Data for the task:

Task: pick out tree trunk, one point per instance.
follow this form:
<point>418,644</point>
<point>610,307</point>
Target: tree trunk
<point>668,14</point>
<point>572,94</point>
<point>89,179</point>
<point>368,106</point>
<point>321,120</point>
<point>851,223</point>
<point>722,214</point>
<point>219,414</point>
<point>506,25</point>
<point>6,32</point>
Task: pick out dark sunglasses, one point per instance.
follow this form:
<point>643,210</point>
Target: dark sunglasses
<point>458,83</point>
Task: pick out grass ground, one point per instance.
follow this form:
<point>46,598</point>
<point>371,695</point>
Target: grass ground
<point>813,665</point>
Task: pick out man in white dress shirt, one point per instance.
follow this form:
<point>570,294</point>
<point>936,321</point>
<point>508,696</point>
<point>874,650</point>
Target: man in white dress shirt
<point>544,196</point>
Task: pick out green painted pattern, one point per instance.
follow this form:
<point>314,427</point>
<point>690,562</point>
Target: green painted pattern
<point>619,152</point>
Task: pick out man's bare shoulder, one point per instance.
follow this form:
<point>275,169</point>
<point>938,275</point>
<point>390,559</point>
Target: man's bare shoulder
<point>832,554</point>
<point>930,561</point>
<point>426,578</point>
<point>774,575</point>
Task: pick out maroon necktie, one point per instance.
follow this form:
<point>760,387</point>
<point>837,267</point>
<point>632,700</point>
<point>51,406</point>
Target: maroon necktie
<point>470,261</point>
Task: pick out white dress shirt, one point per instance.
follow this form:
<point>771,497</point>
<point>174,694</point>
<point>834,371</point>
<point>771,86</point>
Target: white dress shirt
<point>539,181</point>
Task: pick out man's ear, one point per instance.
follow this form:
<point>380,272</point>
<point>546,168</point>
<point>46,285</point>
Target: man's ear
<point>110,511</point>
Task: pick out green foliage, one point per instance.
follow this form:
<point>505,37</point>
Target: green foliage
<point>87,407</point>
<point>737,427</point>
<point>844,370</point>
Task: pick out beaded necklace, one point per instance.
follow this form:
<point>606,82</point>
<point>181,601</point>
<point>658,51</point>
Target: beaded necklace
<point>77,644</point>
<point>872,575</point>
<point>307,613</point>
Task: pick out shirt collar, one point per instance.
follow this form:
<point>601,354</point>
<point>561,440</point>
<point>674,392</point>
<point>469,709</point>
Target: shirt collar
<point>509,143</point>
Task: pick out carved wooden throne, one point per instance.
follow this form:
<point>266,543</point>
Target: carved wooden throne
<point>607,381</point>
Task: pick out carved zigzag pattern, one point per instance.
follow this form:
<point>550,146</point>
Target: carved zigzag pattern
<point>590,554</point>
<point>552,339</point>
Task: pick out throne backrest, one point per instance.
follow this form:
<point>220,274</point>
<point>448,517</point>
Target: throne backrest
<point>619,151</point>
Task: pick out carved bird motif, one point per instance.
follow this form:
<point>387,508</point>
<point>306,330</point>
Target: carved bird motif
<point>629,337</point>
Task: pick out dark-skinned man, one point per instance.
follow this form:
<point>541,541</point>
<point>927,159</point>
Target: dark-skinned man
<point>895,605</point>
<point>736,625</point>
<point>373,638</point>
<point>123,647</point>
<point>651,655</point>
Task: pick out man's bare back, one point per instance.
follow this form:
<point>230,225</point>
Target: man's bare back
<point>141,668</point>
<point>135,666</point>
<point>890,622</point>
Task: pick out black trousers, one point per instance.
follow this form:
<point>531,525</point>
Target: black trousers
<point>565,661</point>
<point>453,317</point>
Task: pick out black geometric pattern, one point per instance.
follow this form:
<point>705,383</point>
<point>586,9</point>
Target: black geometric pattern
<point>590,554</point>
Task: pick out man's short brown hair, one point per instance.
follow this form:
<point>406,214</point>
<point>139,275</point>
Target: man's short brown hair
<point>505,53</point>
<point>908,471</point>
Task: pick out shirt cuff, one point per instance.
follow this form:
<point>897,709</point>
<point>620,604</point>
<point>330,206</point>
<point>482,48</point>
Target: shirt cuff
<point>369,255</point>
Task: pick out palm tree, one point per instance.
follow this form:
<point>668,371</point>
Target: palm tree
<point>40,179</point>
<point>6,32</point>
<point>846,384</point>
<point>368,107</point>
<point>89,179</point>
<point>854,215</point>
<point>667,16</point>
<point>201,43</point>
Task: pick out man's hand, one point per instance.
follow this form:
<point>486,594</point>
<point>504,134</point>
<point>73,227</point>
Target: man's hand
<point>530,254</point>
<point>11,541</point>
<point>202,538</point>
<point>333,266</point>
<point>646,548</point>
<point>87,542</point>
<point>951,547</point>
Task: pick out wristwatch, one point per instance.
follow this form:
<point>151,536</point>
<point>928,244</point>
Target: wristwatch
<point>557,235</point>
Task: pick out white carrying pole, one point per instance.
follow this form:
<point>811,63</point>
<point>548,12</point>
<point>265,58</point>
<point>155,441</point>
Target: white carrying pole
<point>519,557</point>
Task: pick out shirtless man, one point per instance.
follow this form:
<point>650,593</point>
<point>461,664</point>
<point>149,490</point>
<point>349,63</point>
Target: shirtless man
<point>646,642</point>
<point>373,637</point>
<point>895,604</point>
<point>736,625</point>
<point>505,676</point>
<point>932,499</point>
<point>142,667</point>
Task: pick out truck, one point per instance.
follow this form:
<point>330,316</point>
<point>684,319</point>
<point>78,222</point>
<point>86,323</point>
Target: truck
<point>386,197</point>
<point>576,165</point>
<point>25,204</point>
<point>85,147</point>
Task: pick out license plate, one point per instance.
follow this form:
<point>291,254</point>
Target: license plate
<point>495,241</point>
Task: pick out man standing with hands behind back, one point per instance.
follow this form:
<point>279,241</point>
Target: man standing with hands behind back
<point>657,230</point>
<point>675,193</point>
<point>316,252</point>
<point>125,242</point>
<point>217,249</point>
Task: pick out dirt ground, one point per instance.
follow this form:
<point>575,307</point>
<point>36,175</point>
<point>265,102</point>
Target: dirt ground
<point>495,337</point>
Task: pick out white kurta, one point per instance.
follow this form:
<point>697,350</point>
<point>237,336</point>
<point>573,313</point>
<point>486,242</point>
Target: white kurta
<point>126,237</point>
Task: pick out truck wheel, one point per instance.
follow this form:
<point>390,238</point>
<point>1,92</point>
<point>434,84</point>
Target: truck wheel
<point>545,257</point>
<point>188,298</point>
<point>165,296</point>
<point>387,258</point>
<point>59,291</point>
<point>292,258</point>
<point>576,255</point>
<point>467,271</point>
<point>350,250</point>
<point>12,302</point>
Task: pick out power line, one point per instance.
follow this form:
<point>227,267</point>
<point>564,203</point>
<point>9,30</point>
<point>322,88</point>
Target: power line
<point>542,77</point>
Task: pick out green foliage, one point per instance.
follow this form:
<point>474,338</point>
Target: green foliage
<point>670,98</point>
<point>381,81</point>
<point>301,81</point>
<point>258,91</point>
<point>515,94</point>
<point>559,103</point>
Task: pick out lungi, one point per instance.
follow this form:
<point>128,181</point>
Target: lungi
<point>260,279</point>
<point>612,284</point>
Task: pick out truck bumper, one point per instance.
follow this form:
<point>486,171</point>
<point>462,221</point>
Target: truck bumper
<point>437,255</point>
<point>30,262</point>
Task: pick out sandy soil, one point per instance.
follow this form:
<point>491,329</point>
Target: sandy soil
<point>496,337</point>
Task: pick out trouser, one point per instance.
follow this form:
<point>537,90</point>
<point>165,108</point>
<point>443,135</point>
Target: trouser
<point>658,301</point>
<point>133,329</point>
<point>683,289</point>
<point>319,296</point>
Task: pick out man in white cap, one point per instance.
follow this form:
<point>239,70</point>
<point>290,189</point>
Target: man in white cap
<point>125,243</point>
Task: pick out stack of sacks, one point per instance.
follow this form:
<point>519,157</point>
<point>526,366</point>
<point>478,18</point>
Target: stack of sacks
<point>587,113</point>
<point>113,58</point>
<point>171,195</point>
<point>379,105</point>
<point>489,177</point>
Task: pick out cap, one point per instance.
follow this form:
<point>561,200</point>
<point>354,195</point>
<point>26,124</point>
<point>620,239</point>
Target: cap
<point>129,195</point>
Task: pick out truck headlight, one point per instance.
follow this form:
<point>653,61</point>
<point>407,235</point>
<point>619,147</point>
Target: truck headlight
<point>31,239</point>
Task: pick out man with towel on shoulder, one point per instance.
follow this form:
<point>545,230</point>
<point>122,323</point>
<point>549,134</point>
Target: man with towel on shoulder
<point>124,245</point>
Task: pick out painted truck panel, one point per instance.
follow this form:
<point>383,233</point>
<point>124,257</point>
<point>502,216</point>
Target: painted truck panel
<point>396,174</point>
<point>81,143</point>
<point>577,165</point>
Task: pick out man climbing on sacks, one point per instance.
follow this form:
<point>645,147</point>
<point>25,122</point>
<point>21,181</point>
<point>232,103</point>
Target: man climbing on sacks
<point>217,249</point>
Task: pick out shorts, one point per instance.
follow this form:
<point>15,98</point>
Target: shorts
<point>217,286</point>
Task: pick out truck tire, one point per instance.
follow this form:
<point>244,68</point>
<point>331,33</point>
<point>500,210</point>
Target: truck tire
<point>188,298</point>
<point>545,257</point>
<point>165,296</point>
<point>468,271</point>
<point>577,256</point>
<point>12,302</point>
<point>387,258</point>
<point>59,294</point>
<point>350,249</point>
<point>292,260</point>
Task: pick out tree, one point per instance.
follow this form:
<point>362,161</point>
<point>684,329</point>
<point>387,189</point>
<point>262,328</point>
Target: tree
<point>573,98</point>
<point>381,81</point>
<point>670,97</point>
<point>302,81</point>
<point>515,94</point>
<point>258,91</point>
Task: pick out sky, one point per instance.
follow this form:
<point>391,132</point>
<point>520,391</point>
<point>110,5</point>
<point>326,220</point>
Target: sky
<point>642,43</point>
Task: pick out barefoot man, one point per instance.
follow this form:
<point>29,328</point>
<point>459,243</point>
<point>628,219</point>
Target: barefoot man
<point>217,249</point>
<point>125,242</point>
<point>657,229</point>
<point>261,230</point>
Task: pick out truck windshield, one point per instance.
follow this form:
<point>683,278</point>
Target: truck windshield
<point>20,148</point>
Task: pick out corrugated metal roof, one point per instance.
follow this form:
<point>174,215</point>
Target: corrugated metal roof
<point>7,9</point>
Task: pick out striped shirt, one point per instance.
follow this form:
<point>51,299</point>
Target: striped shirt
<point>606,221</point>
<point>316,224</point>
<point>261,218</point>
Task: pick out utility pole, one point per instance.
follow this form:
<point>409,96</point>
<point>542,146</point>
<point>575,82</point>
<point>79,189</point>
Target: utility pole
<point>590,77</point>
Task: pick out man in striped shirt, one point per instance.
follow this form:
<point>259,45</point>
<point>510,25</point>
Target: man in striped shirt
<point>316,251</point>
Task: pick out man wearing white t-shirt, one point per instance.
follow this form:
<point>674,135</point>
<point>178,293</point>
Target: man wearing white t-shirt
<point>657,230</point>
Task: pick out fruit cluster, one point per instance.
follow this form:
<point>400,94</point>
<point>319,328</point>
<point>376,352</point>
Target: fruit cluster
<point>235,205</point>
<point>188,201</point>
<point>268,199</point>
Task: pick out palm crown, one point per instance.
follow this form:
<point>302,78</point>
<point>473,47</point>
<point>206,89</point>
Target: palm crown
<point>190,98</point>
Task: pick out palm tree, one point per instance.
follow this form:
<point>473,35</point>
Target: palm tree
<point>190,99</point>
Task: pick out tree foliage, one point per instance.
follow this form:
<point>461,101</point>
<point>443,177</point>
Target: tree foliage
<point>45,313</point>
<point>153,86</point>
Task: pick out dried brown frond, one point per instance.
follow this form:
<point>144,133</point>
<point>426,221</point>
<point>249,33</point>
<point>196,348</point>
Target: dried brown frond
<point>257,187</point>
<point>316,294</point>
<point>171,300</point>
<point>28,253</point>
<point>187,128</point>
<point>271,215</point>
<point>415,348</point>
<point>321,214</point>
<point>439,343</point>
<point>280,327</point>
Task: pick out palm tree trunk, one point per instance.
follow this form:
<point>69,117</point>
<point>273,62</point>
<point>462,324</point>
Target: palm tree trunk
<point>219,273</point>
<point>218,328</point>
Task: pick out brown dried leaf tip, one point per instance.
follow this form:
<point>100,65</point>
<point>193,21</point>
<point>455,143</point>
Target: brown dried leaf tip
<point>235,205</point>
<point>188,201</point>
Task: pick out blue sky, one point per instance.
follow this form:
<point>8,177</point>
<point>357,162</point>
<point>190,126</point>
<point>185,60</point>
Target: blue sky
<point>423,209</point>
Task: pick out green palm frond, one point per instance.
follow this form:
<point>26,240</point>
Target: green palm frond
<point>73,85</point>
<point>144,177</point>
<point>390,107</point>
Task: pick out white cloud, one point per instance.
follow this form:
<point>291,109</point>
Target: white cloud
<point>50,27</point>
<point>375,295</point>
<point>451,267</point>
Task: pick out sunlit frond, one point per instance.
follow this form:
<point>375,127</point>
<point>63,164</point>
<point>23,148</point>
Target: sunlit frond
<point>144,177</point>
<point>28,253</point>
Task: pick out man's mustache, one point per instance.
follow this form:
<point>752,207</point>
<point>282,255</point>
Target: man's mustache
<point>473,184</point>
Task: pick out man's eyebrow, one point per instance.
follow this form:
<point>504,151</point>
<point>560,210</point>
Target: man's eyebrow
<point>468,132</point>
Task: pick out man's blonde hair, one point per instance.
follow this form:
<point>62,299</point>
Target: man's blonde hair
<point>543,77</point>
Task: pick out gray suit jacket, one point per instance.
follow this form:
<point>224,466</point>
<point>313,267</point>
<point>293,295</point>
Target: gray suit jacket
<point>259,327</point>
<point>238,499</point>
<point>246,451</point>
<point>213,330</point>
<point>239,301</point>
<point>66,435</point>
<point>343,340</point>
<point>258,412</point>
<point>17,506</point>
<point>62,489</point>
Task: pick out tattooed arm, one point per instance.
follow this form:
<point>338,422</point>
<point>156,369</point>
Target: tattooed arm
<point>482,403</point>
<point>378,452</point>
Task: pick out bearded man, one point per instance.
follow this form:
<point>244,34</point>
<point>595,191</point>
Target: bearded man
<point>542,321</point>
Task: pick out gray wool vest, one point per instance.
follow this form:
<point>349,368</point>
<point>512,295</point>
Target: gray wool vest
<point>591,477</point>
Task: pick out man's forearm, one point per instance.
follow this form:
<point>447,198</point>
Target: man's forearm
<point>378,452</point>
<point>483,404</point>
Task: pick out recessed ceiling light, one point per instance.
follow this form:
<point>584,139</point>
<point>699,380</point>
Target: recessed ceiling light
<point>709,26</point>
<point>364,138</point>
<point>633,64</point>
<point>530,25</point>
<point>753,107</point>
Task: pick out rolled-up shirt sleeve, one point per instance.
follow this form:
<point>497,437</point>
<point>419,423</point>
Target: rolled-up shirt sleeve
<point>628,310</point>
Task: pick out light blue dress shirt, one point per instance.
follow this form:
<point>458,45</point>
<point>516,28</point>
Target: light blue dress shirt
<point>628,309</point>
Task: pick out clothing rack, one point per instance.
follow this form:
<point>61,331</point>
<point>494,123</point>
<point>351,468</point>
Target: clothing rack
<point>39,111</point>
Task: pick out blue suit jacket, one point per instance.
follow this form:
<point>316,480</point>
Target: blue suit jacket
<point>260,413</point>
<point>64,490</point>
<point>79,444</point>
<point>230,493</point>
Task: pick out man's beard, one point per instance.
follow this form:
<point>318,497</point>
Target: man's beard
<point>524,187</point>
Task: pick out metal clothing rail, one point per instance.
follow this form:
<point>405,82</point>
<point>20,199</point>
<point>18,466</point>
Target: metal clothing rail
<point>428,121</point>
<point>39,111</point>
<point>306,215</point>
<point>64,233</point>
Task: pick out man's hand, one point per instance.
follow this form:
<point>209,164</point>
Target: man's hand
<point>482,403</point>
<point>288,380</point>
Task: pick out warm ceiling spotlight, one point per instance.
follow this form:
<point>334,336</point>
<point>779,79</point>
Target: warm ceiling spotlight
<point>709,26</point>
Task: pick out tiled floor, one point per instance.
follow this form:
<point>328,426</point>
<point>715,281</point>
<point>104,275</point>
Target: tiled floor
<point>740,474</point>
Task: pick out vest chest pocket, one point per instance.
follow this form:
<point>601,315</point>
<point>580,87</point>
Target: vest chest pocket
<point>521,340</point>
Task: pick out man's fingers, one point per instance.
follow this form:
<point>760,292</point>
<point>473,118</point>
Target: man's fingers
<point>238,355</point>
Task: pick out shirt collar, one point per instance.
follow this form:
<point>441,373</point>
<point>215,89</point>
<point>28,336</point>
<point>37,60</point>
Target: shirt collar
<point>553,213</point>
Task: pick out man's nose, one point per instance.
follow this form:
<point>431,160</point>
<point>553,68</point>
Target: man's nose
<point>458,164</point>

Stated task:
Copy the records word for word from the line with "Task: pick out beaded" to the line with "<point>629,337</point>", including both of those lines.

Reply to the exercise:
Task: pick out beaded necklace, one point per instance.
follow this form:
<point>606,82</point>
<point>181,601</point>
<point>658,51</point>
Target: beaded necklace
<point>77,644</point>
<point>872,575</point>
<point>307,613</point>
Task: pick out shirt collar, one point per instance.
follow this form:
<point>601,354</point>
<point>561,440</point>
<point>674,392</point>
<point>469,709</point>
Target: shirt collar
<point>509,143</point>
Task: pick out carved wooden throne, one point per instance.
follow this form:
<point>266,543</point>
Target: carved wooden throne
<point>607,381</point>
Task: pick out carved zigzag pattern, one point per instance.
follow this form:
<point>550,146</point>
Target: carved zigzag pattern
<point>590,554</point>
<point>552,339</point>
Task: pick out throne backrest, one point per instance.
follow this form:
<point>220,274</point>
<point>448,517</point>
Target: throne backrest
<point>619,151</point>
Task: pick out carved bird motif, one point per instance.
follow this form:
<point>387,508</point>
<point>306,330</point>
Target: carved bird motif
<point>629,337</point>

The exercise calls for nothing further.